Extracted data entries
* BEGIN *

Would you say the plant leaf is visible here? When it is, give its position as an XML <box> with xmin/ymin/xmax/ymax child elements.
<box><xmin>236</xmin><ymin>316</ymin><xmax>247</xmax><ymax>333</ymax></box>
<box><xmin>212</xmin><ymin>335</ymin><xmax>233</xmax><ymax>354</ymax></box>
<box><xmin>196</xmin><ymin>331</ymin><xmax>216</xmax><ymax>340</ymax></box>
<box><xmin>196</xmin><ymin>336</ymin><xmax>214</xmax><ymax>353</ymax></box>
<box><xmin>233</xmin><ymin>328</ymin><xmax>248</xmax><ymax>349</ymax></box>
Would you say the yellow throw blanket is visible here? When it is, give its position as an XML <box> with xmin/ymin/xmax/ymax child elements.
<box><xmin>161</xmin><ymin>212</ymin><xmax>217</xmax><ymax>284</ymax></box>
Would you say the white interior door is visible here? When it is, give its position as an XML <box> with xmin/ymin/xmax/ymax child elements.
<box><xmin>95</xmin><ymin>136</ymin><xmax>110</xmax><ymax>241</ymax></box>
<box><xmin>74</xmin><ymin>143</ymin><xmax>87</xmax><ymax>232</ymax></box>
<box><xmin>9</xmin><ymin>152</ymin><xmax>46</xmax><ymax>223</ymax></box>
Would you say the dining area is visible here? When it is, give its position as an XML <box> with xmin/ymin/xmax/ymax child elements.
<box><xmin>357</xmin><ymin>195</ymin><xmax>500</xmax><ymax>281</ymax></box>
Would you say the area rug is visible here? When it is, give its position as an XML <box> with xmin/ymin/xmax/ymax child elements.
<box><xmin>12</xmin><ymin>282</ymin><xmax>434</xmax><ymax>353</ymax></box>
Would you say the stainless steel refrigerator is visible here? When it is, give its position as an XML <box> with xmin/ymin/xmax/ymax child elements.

* END *

> [Exercise task]
Copy every line of the items above word for word.

> [Result]
Would you say the plant leaf is visible here? When it is, give its position as an XML <box> with xmin/ymin/xmax/ymax child elements.
<box><xmin>236</xmin><ymin>316</ymin><xmax>247</xmax><ymax>333</ymax></box>
<box><xmin>212</xmin><ymin>335</ymin><xmax>233</xmax><ymax>354</ymax></box>
<box><xmin>196</xmin><ymin>331</ymin><xmax>216</xmax><ymax>340</ymax></box>
<box><xmin>196</xmin><ymin>336</ymin><xmax>214</xmax><ymax>353</ymax></box>
<box><xmin>233</xmin><ymin>328</ymin><xmax>248</xmax><ymax>349</ymax></box>
Would you say the yellow throw blanket is visible here? When it is, give its position as an XML <box> with xmin/ymin/xmax/ymax child elements.
<box><xmin>161</xmin><ymin>212</ymin><xmax>217</xmax><ymax>284</ymax></box>
Would you say the white interior door is visible here? When it is, give its position as an XML <box> with xmin/ymin/xmax/ymax child elements.
<box><xmin>95</xmin><ymin>136</ymin><xmax>110</xmax><ymax>241</ymax></box>
<box><xmin>74</xmin><ymin>143</ymin><xmax>87</xmax><ymax>232</ymax></box>
<box><xmin>9</xmin><ymin>152</ymin><xmax>46</xmax><ymax>223</ymax></box>
Would you say the dining area is visible here? When it is, give its position as an XML <box> with xmin/ymin/xmax/ymax child elements.
<box><xmin>357</xmin><ymin>195</ymin><xmax>500</xmax><ymax>281</ymax></box>
Would you say the area rug is visible here? When it is, give its position as an XML <box> with xmin/ymin/xmax/ymax child elements.
<box><xmin>12</xmin><ymin>282</ymin><xmax>434</xmax><ymax>353</ymax></box>
Would you say the stainless steel refrigerator is visible here? When it is, give its position as an XML <box> with xmin/ymin/xmax/ymax child elements.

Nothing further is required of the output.